Extracted data entries
= Beginning of Section =

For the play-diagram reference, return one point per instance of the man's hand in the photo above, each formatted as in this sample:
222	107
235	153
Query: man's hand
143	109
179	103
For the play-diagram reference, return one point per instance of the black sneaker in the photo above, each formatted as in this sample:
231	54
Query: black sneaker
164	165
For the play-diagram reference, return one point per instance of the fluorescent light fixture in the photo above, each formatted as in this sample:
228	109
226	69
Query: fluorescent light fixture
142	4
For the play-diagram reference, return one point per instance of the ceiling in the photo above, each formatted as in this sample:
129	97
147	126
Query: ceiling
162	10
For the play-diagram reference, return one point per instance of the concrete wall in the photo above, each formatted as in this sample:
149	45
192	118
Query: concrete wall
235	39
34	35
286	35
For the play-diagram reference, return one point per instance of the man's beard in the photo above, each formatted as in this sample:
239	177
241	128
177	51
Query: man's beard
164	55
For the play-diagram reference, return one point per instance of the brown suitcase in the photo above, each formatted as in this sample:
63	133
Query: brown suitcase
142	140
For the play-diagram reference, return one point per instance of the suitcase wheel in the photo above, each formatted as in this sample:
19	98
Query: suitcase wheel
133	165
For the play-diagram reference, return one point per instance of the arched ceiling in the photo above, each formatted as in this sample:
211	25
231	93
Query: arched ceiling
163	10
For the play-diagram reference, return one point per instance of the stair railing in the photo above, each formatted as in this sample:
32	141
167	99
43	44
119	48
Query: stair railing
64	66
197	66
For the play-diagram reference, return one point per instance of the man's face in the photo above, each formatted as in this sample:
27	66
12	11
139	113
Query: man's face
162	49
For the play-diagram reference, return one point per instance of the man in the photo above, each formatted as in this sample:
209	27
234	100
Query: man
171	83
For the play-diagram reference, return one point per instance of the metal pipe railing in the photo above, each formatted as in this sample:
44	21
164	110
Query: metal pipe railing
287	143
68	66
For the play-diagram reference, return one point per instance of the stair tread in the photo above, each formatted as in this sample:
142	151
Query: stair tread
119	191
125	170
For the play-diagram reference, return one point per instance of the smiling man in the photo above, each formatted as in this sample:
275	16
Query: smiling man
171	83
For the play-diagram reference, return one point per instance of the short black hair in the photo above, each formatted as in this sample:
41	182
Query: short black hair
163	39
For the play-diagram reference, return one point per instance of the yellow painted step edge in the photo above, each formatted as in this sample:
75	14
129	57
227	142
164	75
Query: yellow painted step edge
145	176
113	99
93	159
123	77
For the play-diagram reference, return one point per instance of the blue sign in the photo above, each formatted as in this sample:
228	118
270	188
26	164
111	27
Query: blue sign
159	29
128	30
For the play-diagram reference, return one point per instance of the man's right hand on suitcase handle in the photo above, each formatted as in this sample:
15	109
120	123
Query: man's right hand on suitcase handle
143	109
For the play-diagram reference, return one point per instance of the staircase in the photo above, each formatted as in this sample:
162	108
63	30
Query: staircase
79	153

= End of Section =

The answer is the full data, repeated exactly as shown.

▶ [Answer box]
For the play-diagram reference, return one point per instance of the man's hand in the photo above, each formatted as in this sample:
222	107
235	153
Query: man's hand
143	109
179	103
For the play-diagram reference, return one point per instance of the black sneaker in the photo above, each formatted as in this sample:
231	54
Query: black sneaker
164	165
For the play-diagram reference, return one point per instance of the fluorescent light fixture in the photo above, each formatted as in this sample:
228	109
226	69
Query: fluorescent light fixture
142	4
For the play-diagram reference, return one point per instance of the ceiling in the photo above, each formatted as in this sample:
129	97
147	126
Query: ceiling
162	10
For the play-diagram reference, return one point per instance of the concrete wall in the photo above, each formatted as in this sample:
149	45
192	118
Query: concrete wall
235	39
34	35
286	35
For the play-diagram reference, return one point per instance of the man's beard in the photo above, each formatted as in this sample:
239	177
241	128
177	51
Query: man's beard
164	55
For the play-diagram reference, return one point per instance of the brown suitcase in the photo above, each formatted as in this sample:
63	133
Query: brown suitcase
142	140
For the play-diagram reference, return one point per instance of the suitcase wheel in the photo above, each formatted as in this sample:
19	98
Query: suitcase wheel
133	165
For the play-diagram reference, return one point per instance of the arched ceiling in the photo above, each formatted as in this sample:
211	25
231	93
Query: arched ceiling
163	10
For the play-diagram reference, return one point per instance of the stair railing in the photo above, each formatted as in this sample:
32	141
167	99
43	44
119	48
Query: stair railing
64	66
197	66
For the play-diagram reference, return one point per instance of the man's face in the photo above, each formatted as in this sample:
27	66
12	11
139	113
Query: man's face
162	49
For the play-diagram reference, return one point per instance of the man in the photo above, each formatted as in this sample:
209	27
234	100
Query: man
171	83
For the play-diagram reference, return one point per instance of the metal pipe railing in the photo above, each formatted as in this sample:
44	21
164	110
Query: metal pipe railing
287	143
68	66
For the play-diagram reference, return one point per instance of the stair tread in the photo above, each formatted as in this sample:
142	151
Query: stair tread
119	191
125	170
For the play-diagram reference, return one point per instance of the smiling man in the photo above, each formatted as in this sample:
275	16
Query: smiling man
171	83
For the play-diagram reference, return one point per instance of the short black hair in the photo above, each formatted as in this sample:
41	182
Query: short black hair
163	39
For the play-diagram reference, return one point per instance of the yellow painted step edge in the photo above, each formatted as in this sample:
75	14
129	57
227	142
164	75
Query: yellow painted step edge
145	176
113	99
93	159
123	77
For the play-diagram reference, return one point per instance of the blue sign in the photo above, each formatted as in this sample:
228	118
270	188
26	164
111	27
Query: blue sign
159	29
128	30
For the play-diagram reference, return one point per instance of the man's right hand on suitcase handle in the photo above, each formatted as in this sample:
15	109
120	123
Query: man's right hand on suitcase handle
143	109
For the play-diagram reference, return one point per instance of the staircase in the photo above, each formatted as in this sample:
162	108
63	30
Query: staircase
79	153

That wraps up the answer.